• _Excerpt to read_
○ ○ ○ ○

The Product Review: Figma
How did a collaborative design tool unseat Photoshop and grow beyond designers?
Intro: From too-niche to too-big-to-fail
Figma. I did not see it coming when it launched in 2015: the Cambrian explosion in design and collaboration tools. Millions of users and thousands of paying customers. Expanding beyond the design function to wall-to-wall. Figma (or its peers e.g. Canva) are used at most tech companies and beginning to replace monopolies like Adobe Photoshop/Creative Suite. It passes the “Most of my peers use it regularly” gut check, which is when a product is already a success, on its way to glory — and too late for an employee or investor hoping to join a company pre-hypergrowth!
In April, it closed a $50 million round of funding led by Andreessen Horowitz [at a $2B valuation], even as the COVID-19 pandemic hit the US in full force. Figma impressed investors with its revenue growth and major customer wins, including teams at…GitHub, Square, Zoom… Business Insider, October 2020
With customers like that, as well as teams at Fortune 500 companies and local small businesses alike, Figma is currently moving through the Early Majority initially described by Everett Rogers in 1962 in the diffusion of innovations theory “that seeks to explain how, why, and at what rate new ideas and technology spread” and later popularized by Geoffrey Moore in the 1991 book Crossing the Chasm:
Source: Everett Rogers, Diffusion of Ideas (1962)
Source: Geoffrey Moore, Crossing the Chasm (1991) and Technology Adoption Model
Fun fact: Professor Rogers coined the term ‘early adopter’ — 58 years ago! When I tried to find what other events were happening in US technology then, you wouldn’t be surprised to know that space technology dominated that list - not apps or SaaS companies. The adoption curve Rogers was sharing originally related to agriculture and home economics. It was just one year prior in 1961 when JFK famously set the goal to put an American on the moon before the end of the decade and three years prior in 1958 when Eisenhower helped create DARPA that would become a critical creator of information technology primitives. It is an important reminder to search history and social science for lessons to apply to technology and humanity.

○ ○ ○ ○

Dataset records
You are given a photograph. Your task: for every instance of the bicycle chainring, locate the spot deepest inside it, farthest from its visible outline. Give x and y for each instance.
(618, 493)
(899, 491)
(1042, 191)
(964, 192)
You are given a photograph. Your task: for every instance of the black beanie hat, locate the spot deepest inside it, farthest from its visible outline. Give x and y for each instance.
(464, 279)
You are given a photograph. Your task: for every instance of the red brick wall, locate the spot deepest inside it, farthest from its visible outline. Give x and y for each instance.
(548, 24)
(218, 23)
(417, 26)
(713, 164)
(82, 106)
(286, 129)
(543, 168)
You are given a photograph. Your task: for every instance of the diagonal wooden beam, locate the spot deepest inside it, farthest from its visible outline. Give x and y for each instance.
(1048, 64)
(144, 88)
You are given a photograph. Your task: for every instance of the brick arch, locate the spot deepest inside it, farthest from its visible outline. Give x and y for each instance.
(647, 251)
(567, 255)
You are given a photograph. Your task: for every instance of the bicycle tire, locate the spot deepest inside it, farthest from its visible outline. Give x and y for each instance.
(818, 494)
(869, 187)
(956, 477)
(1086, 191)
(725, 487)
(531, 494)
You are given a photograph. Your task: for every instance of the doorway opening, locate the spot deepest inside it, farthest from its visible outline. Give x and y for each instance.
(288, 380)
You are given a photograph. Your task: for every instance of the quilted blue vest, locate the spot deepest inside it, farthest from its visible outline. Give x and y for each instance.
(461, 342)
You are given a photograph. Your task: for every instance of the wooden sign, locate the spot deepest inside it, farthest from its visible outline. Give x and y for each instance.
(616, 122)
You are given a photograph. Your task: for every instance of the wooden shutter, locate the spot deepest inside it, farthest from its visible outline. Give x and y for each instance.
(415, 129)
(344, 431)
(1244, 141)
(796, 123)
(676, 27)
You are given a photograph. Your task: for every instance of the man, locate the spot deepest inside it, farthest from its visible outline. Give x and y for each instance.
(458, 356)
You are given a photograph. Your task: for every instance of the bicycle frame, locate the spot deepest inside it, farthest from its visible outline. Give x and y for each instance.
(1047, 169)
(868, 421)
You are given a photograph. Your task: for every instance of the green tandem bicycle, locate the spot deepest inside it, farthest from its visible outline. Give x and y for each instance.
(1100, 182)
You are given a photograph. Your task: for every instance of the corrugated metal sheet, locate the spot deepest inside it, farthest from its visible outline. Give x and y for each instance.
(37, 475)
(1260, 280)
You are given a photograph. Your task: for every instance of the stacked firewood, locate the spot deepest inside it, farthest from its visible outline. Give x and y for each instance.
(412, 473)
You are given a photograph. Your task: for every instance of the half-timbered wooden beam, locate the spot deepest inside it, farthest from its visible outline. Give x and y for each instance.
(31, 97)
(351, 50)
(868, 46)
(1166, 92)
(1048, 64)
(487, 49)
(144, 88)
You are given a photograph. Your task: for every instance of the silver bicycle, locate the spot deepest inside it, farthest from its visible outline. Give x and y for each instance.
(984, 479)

○ ○ ○ ○

• _Task requirements_
In the Figma review, which firm led Figma's $50 million funding round in April? Rely solely on the Figma review, not the material.

• _Solution for this task_
Andreessen Horowitz